**DATA SHOWN**:
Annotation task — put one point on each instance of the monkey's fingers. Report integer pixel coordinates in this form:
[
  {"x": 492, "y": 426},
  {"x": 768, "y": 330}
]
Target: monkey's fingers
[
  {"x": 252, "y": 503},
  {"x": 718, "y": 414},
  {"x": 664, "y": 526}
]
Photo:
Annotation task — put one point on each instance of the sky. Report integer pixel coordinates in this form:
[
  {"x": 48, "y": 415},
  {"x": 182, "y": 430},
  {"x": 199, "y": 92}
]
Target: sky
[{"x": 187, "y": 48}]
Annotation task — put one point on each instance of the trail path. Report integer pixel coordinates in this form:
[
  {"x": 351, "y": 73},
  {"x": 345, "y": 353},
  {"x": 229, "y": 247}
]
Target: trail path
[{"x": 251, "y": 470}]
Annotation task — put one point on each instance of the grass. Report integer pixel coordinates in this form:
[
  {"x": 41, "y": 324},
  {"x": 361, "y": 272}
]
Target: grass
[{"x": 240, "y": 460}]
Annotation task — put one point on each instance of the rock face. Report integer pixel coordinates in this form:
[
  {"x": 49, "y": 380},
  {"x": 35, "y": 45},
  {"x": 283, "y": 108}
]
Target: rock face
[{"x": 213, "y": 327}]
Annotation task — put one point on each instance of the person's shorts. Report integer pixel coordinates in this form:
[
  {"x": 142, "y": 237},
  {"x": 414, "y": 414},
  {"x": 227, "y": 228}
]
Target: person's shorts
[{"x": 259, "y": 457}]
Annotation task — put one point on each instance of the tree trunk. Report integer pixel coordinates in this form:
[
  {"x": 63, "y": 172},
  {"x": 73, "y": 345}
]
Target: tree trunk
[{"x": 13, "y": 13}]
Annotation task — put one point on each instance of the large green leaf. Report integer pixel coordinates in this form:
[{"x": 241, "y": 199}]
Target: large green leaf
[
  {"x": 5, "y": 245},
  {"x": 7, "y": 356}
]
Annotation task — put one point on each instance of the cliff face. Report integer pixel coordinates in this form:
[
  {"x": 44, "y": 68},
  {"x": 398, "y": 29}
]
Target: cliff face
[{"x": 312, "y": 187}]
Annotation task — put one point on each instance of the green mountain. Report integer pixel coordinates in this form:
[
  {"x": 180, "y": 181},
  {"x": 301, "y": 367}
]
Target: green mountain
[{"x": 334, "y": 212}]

**TASK**: Set down each entry above again exactly as it reads.

**TASK RESPONSE**:
Annotation task — put one point on each instance of the monkey's fingers. Report integer pixel coordinates in this form:
[
  {"x": 492, "y": 426},
  {"x": 768, "y": 330}
]
Target: monkey's fingers
[
  {"x": 252, "y": 503},
  {"x": 718, "y": 414},
  {"x": 664, "y": 526}
]
Photo:
Annotation task — put one point on each instance of the sky. Report integer pixel coordinates in this form:
[
  {"x": 48, "y": 415},
  {"x": 182, "y": 430},
  {"x": 199, "y": 92}
]
Target: sky
[{"x": 187, "y": 48}]
Annotation task — put one point on each instance of the trail path. Report integer pixel coordinates in this form:
[
  {"x": 351, "y": 73},
  {"x": 345, "y": 353},
  {"x": 229, "y": 247}
]
Target: trail path
[{"x": 251, "y": 470}]
Annotation task — put one point on each instance of the grass. Report integer pixel coordinates in this form:
[
  {"x": 41, "y": 324},
  {"x": 361, "y": 272}
]
Target: grass
[{"x": 240, "y": 460}]
Annotation task — put one point on each instance of the rock face. Report integer pixel coordinates in this form:
[
  {"x": 49, "y": 380},
  {"x": 35, "y": 45},
  {"x": 283, "y": 108}
]
Target: rock face
[{"x": 213, "y": 327}]
Annotation task — put one point on each instance of the person's shorts. Report integer pixel coordinates in this form:
[
  {"x": 142, "y": 237},
  {"x": 414, "y": 414},
  {"x": 227, "y": 228}
]
Target: person's shorts
[{"x": 259, "y": 457}]
Annotation task — put one point on each instance of the tree trunk. Report integer pixel coordinates in this form:
[
  {"x": 63, "y": 172},
  {"x": 73, "y": 345}
]
Target: tree trunk
[{"x": 13, "y": 13}]
Annotation task — put one point on each instance of the large green leaf. Report integer pixel coordinates in this form:
[{"x": 241, "y": 199}]
Target: large green leaf
[
  {"x": 5, "y": 245},
  {"x": 7, "y": 356}
]
Annotation task — put one point on each instance of the cliff face. Report integer pixel coordinates in this form:
[
  {"x": 44, "y": 68},
  {"x": 398, "y": 29}
]
Target: cliff face
[{"x": 312, "y": 187}]
Annotation task — put one point on each instance of the green mountain. Report integer pixel coordinates in this form:
[
  {"x": 180, "y": 181},
  {"x": 301, "y": 367}
]
Target: green mountain
[{"x": 334, "y": 212}]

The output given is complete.